____ THE DATA

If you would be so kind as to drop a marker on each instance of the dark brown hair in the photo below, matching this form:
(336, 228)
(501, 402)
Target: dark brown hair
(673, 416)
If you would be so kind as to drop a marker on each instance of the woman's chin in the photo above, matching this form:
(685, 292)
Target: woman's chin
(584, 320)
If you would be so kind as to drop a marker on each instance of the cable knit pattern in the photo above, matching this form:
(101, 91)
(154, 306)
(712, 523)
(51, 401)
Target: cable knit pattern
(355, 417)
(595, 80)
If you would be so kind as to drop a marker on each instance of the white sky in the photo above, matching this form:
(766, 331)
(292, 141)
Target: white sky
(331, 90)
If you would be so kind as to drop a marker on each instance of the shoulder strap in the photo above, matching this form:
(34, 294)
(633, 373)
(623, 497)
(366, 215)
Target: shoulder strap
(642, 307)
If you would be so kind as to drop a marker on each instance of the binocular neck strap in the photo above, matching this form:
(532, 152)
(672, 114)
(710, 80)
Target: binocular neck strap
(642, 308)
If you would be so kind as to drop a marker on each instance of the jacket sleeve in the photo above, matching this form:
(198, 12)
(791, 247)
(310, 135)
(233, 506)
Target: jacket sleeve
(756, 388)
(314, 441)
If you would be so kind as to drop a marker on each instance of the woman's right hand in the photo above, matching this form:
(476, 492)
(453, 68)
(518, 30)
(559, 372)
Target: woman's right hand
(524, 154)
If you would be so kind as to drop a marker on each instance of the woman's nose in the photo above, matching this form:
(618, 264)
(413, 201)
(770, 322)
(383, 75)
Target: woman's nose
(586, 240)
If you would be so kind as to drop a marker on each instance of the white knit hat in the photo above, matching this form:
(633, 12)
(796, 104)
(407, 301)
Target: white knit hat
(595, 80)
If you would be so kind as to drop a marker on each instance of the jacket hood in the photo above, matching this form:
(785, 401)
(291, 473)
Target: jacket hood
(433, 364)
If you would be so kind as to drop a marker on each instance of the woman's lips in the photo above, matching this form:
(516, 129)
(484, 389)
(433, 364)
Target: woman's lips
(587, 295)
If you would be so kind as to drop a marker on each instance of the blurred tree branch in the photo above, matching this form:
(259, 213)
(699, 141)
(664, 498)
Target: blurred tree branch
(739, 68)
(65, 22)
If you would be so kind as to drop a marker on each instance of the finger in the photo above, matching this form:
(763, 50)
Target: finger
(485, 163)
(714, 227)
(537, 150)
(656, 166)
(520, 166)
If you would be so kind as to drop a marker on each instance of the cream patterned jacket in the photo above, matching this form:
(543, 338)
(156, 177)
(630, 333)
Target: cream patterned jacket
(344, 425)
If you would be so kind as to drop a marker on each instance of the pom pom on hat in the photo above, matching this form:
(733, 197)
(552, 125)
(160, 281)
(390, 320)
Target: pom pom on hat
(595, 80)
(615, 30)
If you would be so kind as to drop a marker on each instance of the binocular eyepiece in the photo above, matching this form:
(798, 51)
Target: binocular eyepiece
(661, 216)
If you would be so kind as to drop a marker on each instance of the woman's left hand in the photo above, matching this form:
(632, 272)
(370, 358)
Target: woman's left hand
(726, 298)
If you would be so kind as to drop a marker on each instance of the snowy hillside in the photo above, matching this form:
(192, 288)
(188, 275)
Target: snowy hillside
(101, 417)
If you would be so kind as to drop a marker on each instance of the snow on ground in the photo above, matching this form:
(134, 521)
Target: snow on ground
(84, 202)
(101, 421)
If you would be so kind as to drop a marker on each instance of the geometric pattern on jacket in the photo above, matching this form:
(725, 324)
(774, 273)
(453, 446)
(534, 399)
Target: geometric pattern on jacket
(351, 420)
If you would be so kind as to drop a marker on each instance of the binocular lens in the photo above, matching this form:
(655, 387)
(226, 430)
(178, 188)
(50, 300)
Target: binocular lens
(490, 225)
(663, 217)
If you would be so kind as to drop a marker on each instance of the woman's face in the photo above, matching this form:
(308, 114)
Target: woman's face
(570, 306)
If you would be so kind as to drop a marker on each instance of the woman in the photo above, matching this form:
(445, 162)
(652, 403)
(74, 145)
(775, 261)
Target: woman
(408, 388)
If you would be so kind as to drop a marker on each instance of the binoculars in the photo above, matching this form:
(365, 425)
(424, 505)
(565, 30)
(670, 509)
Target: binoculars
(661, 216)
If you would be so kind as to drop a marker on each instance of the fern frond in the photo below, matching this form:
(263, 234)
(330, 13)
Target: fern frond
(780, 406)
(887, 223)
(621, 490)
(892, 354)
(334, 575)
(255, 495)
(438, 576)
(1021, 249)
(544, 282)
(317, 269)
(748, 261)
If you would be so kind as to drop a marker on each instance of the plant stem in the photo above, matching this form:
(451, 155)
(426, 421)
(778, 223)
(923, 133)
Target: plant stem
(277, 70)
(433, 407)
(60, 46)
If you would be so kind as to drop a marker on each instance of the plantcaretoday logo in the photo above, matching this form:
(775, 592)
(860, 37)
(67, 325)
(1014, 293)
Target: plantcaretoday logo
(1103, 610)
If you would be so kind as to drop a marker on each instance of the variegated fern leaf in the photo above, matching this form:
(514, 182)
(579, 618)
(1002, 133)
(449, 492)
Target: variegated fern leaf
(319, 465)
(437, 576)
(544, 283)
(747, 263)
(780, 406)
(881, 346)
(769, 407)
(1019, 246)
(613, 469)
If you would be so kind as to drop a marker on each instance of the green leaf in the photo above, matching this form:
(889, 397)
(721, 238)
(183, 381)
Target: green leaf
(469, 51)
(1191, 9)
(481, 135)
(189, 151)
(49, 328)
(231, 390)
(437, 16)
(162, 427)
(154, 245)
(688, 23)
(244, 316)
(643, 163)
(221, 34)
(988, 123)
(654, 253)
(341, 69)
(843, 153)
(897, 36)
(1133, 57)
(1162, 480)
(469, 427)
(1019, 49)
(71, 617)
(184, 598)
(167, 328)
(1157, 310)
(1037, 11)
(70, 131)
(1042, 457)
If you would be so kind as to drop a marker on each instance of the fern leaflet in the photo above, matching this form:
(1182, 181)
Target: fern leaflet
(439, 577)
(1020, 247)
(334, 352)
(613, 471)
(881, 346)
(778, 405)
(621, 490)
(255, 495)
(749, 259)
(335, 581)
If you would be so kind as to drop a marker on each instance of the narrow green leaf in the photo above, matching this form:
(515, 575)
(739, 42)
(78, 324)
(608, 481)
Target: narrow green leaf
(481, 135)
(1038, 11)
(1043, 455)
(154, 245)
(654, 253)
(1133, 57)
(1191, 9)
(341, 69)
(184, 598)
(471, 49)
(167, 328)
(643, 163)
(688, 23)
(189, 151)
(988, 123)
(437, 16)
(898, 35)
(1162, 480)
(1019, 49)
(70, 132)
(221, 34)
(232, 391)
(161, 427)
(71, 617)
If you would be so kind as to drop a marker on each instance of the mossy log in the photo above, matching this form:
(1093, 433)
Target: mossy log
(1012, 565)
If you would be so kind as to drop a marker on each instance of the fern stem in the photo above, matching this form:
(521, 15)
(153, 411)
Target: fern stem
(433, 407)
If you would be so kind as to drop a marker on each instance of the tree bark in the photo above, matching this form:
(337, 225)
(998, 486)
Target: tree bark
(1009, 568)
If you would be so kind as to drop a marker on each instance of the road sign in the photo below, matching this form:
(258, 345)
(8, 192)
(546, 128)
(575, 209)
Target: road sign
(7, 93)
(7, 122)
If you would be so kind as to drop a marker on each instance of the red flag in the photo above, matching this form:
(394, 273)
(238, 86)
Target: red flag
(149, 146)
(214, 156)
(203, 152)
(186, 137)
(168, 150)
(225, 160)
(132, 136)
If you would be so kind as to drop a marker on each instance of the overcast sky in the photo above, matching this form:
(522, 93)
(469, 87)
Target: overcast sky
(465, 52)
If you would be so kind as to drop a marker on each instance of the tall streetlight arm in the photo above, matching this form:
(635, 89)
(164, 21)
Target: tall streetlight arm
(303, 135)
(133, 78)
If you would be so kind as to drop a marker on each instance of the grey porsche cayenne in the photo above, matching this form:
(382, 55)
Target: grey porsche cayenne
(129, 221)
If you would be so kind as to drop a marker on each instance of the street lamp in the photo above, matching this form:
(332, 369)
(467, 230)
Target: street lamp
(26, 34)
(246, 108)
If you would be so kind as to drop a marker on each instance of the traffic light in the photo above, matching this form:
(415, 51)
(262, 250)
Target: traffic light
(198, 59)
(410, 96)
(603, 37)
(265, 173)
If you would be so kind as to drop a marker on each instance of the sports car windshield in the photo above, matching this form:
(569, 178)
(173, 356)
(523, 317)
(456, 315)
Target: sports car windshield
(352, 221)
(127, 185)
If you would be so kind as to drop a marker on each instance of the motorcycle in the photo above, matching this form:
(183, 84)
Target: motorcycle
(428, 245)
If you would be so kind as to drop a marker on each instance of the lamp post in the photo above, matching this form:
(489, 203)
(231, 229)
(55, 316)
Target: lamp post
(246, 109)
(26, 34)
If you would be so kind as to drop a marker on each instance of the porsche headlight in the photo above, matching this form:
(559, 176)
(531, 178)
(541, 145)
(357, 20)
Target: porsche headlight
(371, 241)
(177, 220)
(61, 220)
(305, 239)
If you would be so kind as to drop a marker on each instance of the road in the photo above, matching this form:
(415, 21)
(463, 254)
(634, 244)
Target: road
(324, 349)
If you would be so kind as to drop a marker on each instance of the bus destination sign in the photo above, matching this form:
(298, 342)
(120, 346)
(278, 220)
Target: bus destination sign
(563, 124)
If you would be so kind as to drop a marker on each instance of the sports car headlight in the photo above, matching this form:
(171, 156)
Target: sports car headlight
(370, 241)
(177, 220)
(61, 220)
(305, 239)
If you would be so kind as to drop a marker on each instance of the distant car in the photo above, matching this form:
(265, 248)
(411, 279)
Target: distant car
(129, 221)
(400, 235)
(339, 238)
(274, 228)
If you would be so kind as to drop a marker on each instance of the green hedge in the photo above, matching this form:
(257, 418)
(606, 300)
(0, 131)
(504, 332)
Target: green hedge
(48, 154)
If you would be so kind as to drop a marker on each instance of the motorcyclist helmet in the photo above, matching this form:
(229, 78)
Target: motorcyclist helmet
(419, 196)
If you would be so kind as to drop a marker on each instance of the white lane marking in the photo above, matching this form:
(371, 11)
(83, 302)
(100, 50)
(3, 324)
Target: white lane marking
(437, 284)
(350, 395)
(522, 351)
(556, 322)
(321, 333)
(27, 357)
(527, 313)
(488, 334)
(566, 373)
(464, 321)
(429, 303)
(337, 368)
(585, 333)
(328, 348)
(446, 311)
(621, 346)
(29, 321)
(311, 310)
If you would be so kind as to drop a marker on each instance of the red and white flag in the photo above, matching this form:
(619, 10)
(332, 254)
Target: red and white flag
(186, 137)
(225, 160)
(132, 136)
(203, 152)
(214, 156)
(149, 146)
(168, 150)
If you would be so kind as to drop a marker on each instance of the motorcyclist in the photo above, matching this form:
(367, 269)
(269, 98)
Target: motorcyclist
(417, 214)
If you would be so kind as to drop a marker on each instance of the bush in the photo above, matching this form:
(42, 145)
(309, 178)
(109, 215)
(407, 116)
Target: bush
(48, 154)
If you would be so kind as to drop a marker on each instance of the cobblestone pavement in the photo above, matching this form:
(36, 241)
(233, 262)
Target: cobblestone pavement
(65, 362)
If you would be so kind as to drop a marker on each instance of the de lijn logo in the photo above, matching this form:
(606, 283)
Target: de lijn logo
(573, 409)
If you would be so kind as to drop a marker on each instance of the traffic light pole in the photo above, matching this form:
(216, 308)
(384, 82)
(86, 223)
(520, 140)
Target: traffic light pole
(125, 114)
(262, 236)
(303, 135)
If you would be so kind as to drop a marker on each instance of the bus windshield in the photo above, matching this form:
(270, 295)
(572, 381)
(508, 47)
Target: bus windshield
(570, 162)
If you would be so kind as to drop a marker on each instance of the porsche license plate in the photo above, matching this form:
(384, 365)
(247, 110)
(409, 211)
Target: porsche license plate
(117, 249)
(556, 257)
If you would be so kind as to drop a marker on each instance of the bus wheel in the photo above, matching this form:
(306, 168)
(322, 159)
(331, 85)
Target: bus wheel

________

WORK REQUEST
Copy out all the lines of the records that include "below".

SOLUTION FOR THIS EXERCISE
If you would be so kind as to drop a marker on each instance of the dark brown hair in the photo below, matching this form:
If you would be so kind as to drop a marker on each instance of the fern frond in the photo below, matching this form:
If you would be so kind as to drop a marker on each instance of the road sign in the photo below, matching this form:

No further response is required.